__Work instruction__
Each record below is to be output with no change at all.

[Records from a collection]
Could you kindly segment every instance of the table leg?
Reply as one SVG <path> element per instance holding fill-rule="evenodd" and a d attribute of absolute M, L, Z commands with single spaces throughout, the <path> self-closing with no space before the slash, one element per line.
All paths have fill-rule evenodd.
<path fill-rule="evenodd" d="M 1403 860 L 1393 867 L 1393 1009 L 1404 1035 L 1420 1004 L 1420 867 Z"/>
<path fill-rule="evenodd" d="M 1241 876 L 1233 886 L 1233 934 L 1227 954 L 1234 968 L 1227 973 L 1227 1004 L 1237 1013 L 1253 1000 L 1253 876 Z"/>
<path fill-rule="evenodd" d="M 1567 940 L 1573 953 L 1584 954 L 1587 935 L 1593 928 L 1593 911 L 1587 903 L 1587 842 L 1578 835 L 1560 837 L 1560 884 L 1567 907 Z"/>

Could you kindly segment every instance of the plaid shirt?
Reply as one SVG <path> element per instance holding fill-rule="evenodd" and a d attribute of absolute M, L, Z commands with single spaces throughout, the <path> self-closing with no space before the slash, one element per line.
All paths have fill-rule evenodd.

__Completed exercise__
Could you kindly segment every instance of the table leg?
Reply as one SVG <path> element per instance holding fill-rule="evenodd" and a d attribute of absolute M, L, Z commands with single spaces throughout, the <path> self-closing with no space before the slash, one element per line.
All paths have fill-rule evenodd.
<path fill-rule="evenodd" d="M 1403 860 L 1393 867 L 1393 1009 L 1404 1035 L 1420 1004 L 1420 867 Z"/>
<path fill-rule="evenodd" d="M 1241 876 L 1233 886 L 1233 934 L 1227 954 L 1234 968 L 1227 973 L 1227 1004 L 1237 1013 L 1253 1000 L 1253 876 Z"/>
<path fill-rule="evenodd" d="M 1567 940 L 1573 953 L 1584 954 L 1587 935 L 1593 928 L 1593 911 L 1587 903 L 1587 842 L 1578 835 L 1560 837 L 1560 884 L 1567 907 Z"/>

Could you kindly segment every instance of the plaid shirt?
Reply as one SVG <path> element per instance holding fill-rule="evenodd" and a d attribute of absolute M, L, Z commands with single spaces throughout, the <path> self-closing with no space before the slash, one element per line.
All paths have fill-rule evenodd.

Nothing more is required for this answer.